__TEXTE À LIRE__.
------------------------------------------------
Au début des années 1930, dans une société se débattant avec les conséquences désastreuses de la Grande Dépression, une parenthèse cinématographique teintée de contradiction se dessine. Cette période se caractérise par une défiance croissante des studios majeurs à l’égard d’un code de censure qu’ils ont pourtant eux-mêmes initié, sans pour autant l’appliquer de manière rigoureuse. C’est dans ce contexte que se pose la question délicate de la représentation à l’écran de l’homosexualité, oscillant entre répression tacite et modalités d’exposition nuancées.
Le Motion Picture Production Code, dans sa version initiale de 1930, établissait une distinction nette entre l’amour pur, conforme aux lois divines et humaines, autorisé dans la limite de la décence, et l’amour impur, rejeté en vertu de ces mêmes lois. Cette dichotomie, qui exclut de facto toute représentation positive de l’homosexualité, reflète une approche profondément binaire des sentiments et des relations humaines, fondée sur un jugement moral intransigeant. De quoi condamner sans autre forme de commentaire l’homosexualité ? Eh bien, détrompez-vous.
Comme en atteste amplement Benjamin Campion dans l’ouvrage Homosexualité, censure et cinéma (LettMotif) – à l’origine de cet article -, le cinéma hollywoodien de cette époque n’est pas dépourvu de références homosexuelles, puisqu’environ 150 films de cette période mettraient en scène des personnages gays, lesbiens ou queer. Ces représentations, loin d’être dissimulées, étaient manifestes pour le public, bien qu’elles aient souvent été traitées sous un angle comique ou caricatural, en particulier pour les personnages masculins. Cela tendait à refléter les stéréotypes enracinés dans la société américaine des années 1930.
D’autres fois, c’est la projection d’une copie incomplète d’un film qui permet de contourner la censure, ainsi que le fait d’ignorer les multiples courriers et appels téléphoniques de la Commission. La comédie musicale Wonder Bar (1934) a usé de ces méthodes et ne fut nullement censuré en salles, Jack Warner remportant de ce fait son bras de fer avec le Hays Office.
------------------------------------------------
__OBJECTIF A__. Relevez et recopiez chaque ligne des enregistrements qui contient la chaîne « number », en tenant compte de la casse.

(Données d'annotation par points)
------------------------------------------------
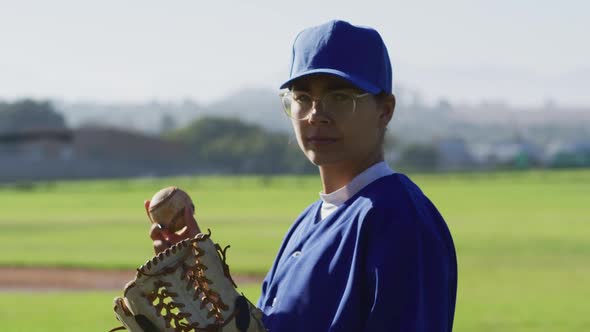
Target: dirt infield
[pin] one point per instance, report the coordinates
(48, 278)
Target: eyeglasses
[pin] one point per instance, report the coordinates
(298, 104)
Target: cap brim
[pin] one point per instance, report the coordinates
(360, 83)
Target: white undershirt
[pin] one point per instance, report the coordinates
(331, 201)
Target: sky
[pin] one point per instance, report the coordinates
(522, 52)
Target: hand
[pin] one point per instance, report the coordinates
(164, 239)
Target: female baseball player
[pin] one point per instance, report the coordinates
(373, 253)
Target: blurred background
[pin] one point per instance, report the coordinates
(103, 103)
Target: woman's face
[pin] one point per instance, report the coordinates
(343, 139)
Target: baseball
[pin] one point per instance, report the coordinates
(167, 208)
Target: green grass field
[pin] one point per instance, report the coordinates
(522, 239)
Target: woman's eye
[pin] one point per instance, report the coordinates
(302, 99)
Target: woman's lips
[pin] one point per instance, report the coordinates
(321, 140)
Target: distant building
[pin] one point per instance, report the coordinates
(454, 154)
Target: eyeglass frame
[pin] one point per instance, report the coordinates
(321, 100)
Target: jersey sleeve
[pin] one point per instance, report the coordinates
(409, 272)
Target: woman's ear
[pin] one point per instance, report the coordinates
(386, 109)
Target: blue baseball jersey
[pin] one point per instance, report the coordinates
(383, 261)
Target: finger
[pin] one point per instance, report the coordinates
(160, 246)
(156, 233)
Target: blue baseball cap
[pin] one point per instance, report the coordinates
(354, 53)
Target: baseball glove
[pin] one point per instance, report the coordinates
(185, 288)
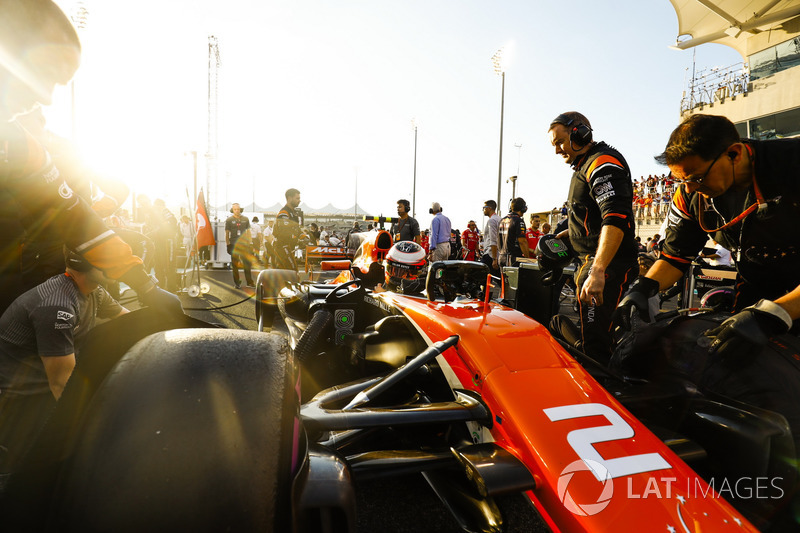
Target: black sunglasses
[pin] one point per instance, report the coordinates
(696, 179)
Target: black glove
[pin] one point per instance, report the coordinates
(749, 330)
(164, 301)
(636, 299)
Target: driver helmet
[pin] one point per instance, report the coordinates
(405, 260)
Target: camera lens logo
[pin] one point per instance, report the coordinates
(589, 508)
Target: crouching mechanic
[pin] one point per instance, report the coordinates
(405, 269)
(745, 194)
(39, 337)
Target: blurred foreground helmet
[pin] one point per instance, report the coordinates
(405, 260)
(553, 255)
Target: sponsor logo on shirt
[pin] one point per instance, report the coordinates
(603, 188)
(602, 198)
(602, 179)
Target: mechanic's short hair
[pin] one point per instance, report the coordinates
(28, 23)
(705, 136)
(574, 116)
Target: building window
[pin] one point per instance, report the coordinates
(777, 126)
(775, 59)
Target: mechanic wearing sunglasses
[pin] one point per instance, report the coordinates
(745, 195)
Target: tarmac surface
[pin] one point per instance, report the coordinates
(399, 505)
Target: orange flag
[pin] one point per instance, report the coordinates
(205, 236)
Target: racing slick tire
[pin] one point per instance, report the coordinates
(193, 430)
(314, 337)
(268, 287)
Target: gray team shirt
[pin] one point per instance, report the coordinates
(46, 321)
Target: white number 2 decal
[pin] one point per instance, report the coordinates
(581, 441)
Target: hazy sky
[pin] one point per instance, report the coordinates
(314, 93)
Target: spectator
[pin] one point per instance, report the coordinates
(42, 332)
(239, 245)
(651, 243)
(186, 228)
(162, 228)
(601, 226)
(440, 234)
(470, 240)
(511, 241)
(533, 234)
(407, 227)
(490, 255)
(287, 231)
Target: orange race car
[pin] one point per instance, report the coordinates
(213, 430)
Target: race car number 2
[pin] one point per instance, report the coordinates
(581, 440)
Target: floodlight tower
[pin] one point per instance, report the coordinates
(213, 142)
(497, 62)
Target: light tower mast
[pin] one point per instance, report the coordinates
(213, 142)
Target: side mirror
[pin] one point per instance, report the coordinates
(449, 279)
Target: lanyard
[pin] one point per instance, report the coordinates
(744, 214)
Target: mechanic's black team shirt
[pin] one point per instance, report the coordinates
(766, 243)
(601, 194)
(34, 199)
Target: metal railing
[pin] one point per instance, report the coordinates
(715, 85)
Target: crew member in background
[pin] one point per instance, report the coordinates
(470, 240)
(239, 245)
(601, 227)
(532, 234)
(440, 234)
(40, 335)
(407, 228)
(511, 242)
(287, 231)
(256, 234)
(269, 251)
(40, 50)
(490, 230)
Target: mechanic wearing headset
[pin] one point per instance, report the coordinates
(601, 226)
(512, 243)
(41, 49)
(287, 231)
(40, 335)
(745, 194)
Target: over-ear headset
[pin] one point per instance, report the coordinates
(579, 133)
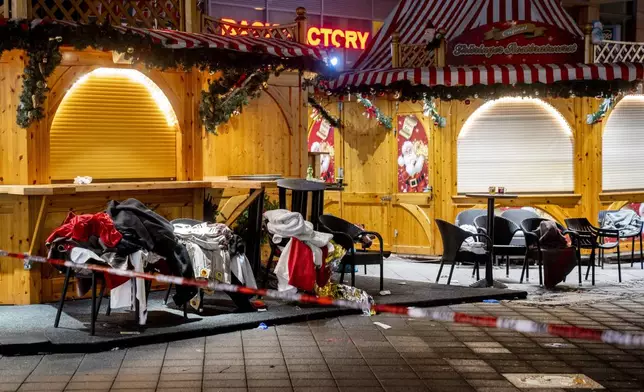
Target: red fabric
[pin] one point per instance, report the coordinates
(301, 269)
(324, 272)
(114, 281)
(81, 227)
------------------------------------------------
__OBJECTIF B__. Poursuivez le texte sur l'homosexualité et la censure dans le cinéma hollywoodien des années 1930 à partir de sa dernière phrase.

__RÉPONSE ATTENDUE A__.
Target: white number 2 decal
Target: race car number 2

__RÉPONSE ATTENDUE B__.
Le traitement du lesbianisme se distinguait en revanche par une approche plus nuancée et moins portée sur la dérision. Des actrices telles que Barbara Stanwyck et Marlene Dietrich ont incarné des rôles lesbiens dépourvus des stéréotypes grotesques habituellement associés. Ainsi, dans Morocco (1930), Dietrich partage un baiser avec une femme lors d’une scène qui ne suscita pas de réaction significative. De même, Queen Christina (1933), avec Greta Garbo, présente une relation lesbienne de manière naturelle, sans provoquer de scandale. Aussi, Benjamin Campion note : « Quand il refuse de s’en tenir à l’allusion équivoque (laissant toute latitude aux studios de se défausser en cas d’attaques des censeurs), il arrive tout de même que le lesbianisme pré-Code se laisse aller à diégétiser la perversion de l’acte érotique si virulemment dénoncée par le Production Code. »
Cette « parenthèse enchantée » est également marquée par des représentations féminines plus problématiques, où les femmes se voient dépeintes comme vénales ou arrivistes. Malgré une certaine liberté de représentation pré-Code, les normes et préjugés de l’époque imposaient encore des limites considérables. Avec l’avènement de la PCA en 1934 sous la direction rigide du catholique orthodoxe ultra-conservateur Joseph Breen, un renforcement strict de la censure a mis fin à cette ère de représentation plus libre de l’homosexualité dans le cinéma hollywoodien.
R.P.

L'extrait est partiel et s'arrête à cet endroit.